Work instruction: In the data below, find the line containing "Query: shirt button"; reproduce that line and all subsequent lines exactly, and nothing else.

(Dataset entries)

--*--

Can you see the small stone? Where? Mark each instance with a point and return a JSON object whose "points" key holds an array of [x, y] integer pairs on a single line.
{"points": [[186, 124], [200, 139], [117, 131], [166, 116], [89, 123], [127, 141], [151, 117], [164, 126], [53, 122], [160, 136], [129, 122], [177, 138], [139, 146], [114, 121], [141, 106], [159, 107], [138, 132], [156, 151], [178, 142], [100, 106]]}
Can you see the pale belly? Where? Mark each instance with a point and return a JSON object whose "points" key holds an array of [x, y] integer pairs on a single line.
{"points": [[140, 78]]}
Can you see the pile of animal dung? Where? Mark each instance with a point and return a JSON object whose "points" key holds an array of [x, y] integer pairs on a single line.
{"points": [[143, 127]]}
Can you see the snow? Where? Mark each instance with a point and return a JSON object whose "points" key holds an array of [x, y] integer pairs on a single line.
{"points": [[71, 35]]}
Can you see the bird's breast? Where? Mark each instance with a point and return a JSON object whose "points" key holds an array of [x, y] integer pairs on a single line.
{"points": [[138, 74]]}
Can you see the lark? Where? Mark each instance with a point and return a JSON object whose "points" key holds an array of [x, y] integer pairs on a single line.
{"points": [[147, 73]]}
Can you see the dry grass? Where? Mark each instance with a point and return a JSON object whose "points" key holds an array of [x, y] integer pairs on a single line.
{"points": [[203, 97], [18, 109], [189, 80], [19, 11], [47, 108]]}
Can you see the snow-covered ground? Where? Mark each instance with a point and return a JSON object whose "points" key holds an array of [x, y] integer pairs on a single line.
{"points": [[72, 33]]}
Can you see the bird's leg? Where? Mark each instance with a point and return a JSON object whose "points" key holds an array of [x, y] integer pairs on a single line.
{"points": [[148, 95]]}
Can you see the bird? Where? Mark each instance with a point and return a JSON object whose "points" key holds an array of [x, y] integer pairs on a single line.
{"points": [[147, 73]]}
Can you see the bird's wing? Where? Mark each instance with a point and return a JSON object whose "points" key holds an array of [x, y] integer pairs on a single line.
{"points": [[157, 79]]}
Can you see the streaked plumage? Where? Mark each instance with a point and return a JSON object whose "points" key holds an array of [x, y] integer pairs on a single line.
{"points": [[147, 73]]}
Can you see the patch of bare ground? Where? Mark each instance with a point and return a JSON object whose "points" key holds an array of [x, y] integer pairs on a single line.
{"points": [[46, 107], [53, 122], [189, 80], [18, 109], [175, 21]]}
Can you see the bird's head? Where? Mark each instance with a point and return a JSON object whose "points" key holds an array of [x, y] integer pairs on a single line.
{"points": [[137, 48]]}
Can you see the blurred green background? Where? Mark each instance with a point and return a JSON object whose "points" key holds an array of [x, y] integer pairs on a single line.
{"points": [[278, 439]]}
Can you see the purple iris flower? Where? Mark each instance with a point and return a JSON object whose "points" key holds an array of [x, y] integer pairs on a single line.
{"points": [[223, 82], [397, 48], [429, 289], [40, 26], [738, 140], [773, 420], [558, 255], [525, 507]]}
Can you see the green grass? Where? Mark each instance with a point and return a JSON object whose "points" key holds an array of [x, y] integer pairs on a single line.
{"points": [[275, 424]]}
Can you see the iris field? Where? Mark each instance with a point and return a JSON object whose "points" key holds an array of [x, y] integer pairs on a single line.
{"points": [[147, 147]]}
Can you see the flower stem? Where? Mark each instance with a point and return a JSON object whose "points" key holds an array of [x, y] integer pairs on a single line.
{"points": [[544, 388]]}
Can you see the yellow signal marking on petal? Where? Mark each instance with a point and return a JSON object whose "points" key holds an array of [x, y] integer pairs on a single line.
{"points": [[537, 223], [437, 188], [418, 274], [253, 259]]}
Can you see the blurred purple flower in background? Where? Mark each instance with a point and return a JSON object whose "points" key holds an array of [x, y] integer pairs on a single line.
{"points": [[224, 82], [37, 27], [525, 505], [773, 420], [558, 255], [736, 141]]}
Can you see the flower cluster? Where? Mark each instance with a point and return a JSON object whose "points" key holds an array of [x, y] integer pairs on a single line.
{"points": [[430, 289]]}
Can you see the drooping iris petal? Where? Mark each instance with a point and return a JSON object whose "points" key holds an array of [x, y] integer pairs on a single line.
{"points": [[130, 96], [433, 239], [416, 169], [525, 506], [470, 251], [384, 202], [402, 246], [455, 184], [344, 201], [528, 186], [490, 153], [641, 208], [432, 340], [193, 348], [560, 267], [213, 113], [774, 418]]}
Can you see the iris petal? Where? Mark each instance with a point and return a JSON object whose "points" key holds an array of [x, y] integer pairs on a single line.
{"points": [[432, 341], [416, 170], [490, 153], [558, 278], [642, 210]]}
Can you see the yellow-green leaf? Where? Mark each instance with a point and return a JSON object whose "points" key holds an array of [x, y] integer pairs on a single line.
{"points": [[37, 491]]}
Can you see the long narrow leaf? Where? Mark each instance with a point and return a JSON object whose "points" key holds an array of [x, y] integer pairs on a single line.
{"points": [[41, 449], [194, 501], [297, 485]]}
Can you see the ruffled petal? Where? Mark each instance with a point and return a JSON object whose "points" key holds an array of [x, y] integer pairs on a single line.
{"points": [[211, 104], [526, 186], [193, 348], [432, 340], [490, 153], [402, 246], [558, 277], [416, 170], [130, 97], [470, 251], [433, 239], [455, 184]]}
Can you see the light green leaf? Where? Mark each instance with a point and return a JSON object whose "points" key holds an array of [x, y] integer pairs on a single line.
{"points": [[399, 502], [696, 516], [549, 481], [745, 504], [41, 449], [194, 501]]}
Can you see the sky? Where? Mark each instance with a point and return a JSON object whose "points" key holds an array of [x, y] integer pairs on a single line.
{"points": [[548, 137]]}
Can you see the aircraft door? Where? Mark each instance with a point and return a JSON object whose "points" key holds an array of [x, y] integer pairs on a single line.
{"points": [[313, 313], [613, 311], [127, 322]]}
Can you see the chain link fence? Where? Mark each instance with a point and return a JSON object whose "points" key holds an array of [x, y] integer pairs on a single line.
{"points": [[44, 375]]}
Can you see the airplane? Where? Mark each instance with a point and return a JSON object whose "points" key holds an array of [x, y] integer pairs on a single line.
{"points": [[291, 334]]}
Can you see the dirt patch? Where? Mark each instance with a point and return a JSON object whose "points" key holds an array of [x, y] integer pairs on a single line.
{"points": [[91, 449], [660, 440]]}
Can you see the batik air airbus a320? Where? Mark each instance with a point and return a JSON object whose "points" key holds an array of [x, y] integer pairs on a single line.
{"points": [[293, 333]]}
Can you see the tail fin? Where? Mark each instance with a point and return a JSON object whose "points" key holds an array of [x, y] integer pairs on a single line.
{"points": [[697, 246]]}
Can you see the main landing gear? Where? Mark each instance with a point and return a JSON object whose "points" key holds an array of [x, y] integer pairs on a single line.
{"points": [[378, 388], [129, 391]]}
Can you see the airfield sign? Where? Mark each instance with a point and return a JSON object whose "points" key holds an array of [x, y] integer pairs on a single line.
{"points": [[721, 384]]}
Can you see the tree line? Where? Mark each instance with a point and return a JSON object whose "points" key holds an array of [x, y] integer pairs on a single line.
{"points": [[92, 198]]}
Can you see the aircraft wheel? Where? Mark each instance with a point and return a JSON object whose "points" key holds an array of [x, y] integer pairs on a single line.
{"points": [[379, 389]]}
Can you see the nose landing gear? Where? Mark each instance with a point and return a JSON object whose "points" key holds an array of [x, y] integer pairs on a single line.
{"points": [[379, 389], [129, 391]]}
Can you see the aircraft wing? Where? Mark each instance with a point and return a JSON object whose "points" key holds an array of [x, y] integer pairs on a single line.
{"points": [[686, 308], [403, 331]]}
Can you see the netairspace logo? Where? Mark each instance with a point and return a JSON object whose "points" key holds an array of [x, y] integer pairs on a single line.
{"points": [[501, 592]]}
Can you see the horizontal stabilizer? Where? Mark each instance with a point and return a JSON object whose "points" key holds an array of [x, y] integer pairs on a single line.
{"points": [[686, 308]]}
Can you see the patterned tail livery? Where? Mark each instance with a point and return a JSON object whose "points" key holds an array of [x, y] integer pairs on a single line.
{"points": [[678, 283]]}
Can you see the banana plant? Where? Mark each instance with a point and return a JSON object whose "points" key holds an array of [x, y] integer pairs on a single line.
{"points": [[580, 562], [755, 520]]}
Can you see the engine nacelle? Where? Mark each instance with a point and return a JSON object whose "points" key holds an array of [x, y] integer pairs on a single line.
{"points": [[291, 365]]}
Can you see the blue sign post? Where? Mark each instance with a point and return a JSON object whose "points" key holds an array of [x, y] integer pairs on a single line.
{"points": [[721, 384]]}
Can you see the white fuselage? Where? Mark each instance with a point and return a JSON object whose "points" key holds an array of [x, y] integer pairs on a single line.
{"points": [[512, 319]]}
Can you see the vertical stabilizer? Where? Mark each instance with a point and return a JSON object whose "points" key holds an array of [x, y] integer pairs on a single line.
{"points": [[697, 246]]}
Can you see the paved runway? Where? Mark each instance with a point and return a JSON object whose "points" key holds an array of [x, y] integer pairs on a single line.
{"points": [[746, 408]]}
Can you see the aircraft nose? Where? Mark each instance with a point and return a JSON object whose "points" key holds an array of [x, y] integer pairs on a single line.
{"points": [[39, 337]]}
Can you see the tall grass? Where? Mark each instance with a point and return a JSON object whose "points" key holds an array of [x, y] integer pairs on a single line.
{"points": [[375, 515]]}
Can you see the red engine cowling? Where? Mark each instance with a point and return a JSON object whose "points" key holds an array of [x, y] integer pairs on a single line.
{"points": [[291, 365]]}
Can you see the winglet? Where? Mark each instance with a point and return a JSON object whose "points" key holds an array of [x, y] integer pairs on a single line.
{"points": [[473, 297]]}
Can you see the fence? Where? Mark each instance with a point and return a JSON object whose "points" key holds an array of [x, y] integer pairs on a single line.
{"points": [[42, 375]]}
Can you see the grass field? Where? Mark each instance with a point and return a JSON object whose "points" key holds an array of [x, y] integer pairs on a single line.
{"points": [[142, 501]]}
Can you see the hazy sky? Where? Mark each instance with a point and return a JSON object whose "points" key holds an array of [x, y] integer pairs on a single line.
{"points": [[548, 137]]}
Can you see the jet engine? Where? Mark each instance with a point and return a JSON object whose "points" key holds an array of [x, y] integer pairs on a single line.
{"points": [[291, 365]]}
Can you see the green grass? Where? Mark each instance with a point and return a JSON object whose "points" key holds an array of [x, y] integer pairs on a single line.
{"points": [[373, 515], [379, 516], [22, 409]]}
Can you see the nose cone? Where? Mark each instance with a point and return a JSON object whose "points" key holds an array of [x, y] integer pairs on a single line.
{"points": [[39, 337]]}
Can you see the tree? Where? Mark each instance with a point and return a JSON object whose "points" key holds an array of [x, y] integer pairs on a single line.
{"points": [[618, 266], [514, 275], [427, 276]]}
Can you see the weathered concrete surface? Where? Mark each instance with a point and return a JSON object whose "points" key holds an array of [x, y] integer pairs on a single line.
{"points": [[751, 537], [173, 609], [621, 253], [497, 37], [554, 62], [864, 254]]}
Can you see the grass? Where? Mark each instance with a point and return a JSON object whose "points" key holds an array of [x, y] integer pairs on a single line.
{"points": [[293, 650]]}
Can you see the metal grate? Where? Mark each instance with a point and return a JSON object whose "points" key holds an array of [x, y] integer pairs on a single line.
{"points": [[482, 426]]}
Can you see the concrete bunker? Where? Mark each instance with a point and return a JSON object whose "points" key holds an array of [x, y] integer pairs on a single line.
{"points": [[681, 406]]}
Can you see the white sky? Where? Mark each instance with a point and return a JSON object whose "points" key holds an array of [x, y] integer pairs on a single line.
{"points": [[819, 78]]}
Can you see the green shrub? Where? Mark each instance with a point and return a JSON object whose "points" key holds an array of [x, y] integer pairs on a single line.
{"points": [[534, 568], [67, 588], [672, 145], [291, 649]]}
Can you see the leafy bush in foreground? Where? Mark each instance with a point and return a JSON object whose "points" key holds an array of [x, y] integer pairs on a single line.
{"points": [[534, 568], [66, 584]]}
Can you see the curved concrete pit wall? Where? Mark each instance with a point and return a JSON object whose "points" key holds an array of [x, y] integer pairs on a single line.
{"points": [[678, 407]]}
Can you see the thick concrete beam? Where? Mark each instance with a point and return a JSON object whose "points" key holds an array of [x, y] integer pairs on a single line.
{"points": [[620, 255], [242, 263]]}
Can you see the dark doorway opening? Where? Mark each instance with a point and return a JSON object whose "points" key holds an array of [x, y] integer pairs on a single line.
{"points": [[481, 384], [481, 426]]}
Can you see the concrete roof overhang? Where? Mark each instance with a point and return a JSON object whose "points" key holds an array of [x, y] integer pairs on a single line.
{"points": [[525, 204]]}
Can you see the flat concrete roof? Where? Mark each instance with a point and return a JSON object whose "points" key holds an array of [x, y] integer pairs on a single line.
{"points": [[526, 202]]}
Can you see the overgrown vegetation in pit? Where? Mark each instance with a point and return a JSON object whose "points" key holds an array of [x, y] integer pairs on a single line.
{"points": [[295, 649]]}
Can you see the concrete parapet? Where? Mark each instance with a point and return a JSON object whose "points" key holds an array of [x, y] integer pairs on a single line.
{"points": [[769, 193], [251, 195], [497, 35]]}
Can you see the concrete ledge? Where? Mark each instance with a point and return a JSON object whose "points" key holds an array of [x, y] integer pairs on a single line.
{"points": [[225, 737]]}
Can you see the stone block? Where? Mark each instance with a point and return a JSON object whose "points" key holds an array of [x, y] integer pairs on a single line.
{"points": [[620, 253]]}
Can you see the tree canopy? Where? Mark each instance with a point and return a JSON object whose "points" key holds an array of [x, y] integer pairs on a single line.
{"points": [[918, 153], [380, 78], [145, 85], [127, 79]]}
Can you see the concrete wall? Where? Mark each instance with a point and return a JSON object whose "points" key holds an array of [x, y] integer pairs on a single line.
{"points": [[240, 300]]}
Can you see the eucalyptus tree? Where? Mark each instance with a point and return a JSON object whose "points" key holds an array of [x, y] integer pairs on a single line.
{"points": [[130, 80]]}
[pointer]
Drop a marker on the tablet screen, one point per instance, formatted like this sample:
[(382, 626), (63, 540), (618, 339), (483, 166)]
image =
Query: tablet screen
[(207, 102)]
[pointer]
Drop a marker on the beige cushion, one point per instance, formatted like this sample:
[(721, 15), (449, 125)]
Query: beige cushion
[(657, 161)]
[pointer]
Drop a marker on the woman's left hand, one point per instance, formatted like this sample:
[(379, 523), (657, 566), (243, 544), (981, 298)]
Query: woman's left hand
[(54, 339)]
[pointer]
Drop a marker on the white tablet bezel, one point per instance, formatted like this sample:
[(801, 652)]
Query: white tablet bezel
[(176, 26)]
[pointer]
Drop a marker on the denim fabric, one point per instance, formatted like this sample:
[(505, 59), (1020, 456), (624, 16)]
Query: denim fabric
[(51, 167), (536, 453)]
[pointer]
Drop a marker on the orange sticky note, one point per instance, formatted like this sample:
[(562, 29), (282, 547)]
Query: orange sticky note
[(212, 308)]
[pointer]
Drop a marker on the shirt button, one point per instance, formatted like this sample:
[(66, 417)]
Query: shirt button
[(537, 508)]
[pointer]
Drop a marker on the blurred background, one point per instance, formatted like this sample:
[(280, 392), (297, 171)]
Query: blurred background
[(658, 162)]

--*--

Output below:
Query: shirt button
[(537, 508)]
[pointer]
Drop a marker on the blurred background, one point per instance, formatted like this sample:
[(280, 392), (297, 171)]
Query: blurred background
[(658, 162)]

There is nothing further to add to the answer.